EXERCISE SET:
[a] Reproduce the passage of the Bodil Awards page verbatim, beginning at the words "- Date: 20 February" and stopping after the words "nominations: Submarino (5)".
[b] Continue the text on the 64th Bodil Awards from its final sentence onward.

PAGE EXCERPT:
- Date: 20 February 2011
- Site: Bremen Theater, Copenhagen
- Hosted by: Ditte Hansen and Louise Mieritz

Highlights
- Best Film: R
- Best Actor: Pilou Asbæk R
- Best Actress: Trine Dyrholm In a Better World
- Most awards: R and Armadillo (2)
- Most nominations: Submarino (5)

= 64th Bodil Awards =

2011 Danish film awards ceremony

The 64th Bodil Awards were held on 20 February 2011 at the Bremen Theater in Copenhagen, Denmark, honouring the best national and foreign films of 2010. Ditte Hansen and Louise Mieritz hosted the event. Submarino had most nominations, with five, but the ceremony did not have a clear winner. R won the award for Best Danish Film and its protagonist, Pilou Asbæk, won the award for Best Actor while Trine Dyrholm was named Best Actress (In a Better World). Kurt Ravn (Nothing's All Bad) and Patricia Schumann (Submarino) won the awards for Best Supporting Actor and Actress. Armadillo won both the awards for Best Documentary and Best Cinematographer. Tobias Lindholm received a Special Award for his contribution as a screenwriter both to R and Submarino. Henning Moritzen was given a Bodil Honorary Award for his contribution to Danish film.

DATASET ENTRIES:
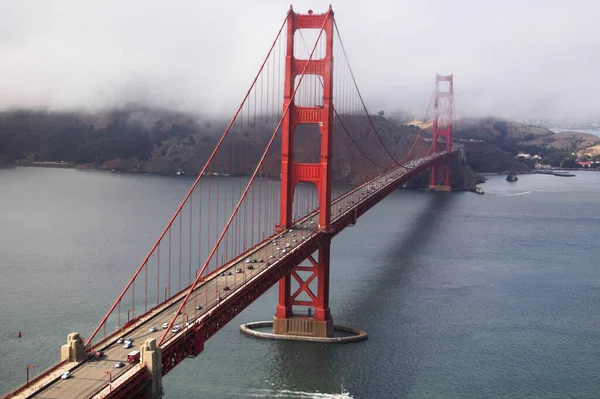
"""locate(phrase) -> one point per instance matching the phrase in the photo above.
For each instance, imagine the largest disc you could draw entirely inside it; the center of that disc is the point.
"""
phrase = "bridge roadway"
(89, 377)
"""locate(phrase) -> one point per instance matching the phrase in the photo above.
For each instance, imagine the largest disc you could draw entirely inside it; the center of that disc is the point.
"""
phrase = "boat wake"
(513, 194)
(286, 393)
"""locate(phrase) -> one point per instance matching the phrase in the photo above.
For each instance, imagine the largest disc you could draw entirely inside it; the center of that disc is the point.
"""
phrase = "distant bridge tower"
(443, 115)
(319, 324)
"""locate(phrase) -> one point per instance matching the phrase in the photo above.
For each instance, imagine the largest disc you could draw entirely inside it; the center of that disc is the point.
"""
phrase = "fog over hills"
(516, 59)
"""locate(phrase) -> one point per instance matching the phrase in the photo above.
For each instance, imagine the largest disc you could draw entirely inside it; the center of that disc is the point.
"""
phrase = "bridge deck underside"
(89, 377)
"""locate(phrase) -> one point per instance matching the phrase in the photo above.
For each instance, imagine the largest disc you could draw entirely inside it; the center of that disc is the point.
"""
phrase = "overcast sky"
(512, 58)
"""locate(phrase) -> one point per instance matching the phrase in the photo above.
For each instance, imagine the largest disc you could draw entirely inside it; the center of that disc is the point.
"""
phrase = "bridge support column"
(151, 357)
(443, 118)
(317, 320)
(74, 350)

IN RESPONSE:
[a]
- Date: 20 February 2011
- Site: Bremen Theater, Copenhagen
- Hosted by: Ditte Hansen and Louise Mieritz

Highlights
- Best Film: R
- Best Actor: Pilou Asbæk R
- Best Actress: Trine Dyrholm In a Better World
- Most awards: R and Armadillo (2)
- Most nominations: Submarino (5)

[b]
== Winners ==

=== Best Danish Film ===
- R
  - Clown
  - In a Better World
  - Submarino
  - Truth About Men

=== Best Actor in a Leading Role ===
Pilou Asbæk – R
- Jakob Cedergren – Submarino
- David Dencik – Brotherhood
- Mikael Persbrandt – In a Better World
- Peter Plauborg – Submarino

=== Best Actress in a Leading Role ===
Trine Dyrholm – In a Better World
- Julie Brochorst Andersen – Hold Me Tight
- Ellen Hillingsø – The Experiment
- Bodil Jørgensen – Smukke mennesker
- Mille Hoffmeyer Lehfeldt – Nothing's All Bad

=== Best Actor in a Supporting Role ===
Kurt Ravn – Nothing's All Bad
- Kim Bodnia – In a Better World
- Morten Holst – Brotherhood
- Gustav Fischer Kjærulff – Submarino
- Roland Møller – R

=== Best Actress in a Supporting Role ===
Patricia Schumann Submarino
- Marijana Jankovic – Everything Will Be Fine
- Laura Skaarup Jensen – The Experiment
- Rosalinde Mynster – Truth About Men
- Paprika Steen – Everything Will Be Fine

=== Best American Film ===
A Single Man (Inst: Tom Ford)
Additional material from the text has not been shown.